» **Extract provided**
Ah, the road trip movie. Seems like every year we get a couple thrown our way– often featuring a mismatched couple who face a myriad of worst-case scenarios in what, for most people, would be a simple two-, three-day drive.
The latest entry is Identity Thief, starring Jason Bateman and Melissa McCarthy. Bateman is Sandy Patterson, a financial analyst in Denver who wakes up one day to find that someone has taken his personal information and parlayed it into a hefty shopping spree in Florida. It’s only when he’s arrested that he finds out it’s all the work of a woman named Diana (McCarthy), who (as the movie’s poster tells us) has been having the time of her life… with his life.
When Sandy gets no help from the cops, he takes it on himself to fix his situation (loss of job, utilities, and credit rating) by flying down to Florida to find Diane and bring her back to Colorado to confess. As you’d expect, everything bad that could happen does, and, sure enough, over the course of the trip the pair learn valuable life lessons. If I didn’t know better, I’d think it was still December and I was still watching The Guilt Trip.
That’s not to say there aren’t memorable moments and even some that elicit real laughs (Modern Family‘s Eric Stonestreet is hilarious as an urban cowboy they meet in Georgia), but when we find out that some toughs (Genesis Rodriguez, T.I., and Robert Patrick) are on Diane’s trail, things start careening off course. Car chases, shootouts, and other trite mayhem abound, detracting from what, to that point, had the potential for a pretty solid comedy.
Borrowing heavily from classics like Planes, Trains & Automobiles and Midnight Run (just to name a few), Identity Thief is heavy on slapstick and light on originality– so much so that even people who somehow missed either of those two movies will have a strange sense of deja vu. It’s no surprise, really; screenwriter Craig Mazin’s last film was 2011’s The Hangover Part II, when he essentially took the same jokes (and storyline) of the original Hangover flick and recycled them, perhaps hoping we wouldn’t notice.
Director Seth Gordon (Horrible Bosses) has a decent set-up to play with here, and there are plenty of guffaws, sure; Bateman and McCarthy aren’t quite at the level of Arrested Development and Bridesmaids, respectively, but they do their damndest to save what may well have been a train wreck without them. Ultimately, though, Identity Thief ends up feeling too derivative to be anything more than just a “fine” night at the movies.

» **Available data**

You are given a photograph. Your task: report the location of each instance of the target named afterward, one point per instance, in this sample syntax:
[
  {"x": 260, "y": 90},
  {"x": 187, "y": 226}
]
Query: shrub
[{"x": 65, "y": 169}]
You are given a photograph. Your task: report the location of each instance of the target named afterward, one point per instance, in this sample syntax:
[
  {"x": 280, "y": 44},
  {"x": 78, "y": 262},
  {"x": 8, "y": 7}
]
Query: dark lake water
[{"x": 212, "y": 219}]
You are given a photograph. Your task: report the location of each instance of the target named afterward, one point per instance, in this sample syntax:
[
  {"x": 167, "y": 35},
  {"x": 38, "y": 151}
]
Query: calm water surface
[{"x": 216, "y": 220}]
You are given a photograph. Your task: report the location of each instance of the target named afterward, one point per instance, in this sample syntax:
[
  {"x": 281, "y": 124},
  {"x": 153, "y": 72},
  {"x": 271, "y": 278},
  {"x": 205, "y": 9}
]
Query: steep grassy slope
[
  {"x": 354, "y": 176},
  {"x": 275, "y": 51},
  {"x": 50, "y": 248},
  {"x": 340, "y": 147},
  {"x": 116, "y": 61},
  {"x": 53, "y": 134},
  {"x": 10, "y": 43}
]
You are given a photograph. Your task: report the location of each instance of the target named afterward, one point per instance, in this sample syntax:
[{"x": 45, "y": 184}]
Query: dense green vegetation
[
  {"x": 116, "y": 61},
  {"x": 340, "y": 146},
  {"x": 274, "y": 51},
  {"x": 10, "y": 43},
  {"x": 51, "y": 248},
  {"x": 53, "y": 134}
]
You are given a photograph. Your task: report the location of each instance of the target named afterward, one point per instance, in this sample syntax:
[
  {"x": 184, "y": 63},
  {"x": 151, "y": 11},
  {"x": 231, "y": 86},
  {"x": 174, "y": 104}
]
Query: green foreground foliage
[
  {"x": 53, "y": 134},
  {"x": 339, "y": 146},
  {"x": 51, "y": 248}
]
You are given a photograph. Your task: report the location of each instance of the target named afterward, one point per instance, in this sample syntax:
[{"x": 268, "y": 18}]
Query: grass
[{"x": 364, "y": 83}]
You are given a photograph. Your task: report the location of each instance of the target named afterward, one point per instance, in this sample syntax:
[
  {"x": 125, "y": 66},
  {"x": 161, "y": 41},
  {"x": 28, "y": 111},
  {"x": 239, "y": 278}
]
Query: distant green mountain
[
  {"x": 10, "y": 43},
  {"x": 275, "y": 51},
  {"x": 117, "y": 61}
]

» **Action item**
List every actor named in the movie review. The material above has nothing to do with this.

» **Your solution**
Jason Bateman, Melissa McCarthy, Eric Stonestreet, Genesis Rodriguez, T.I., Robert Patrick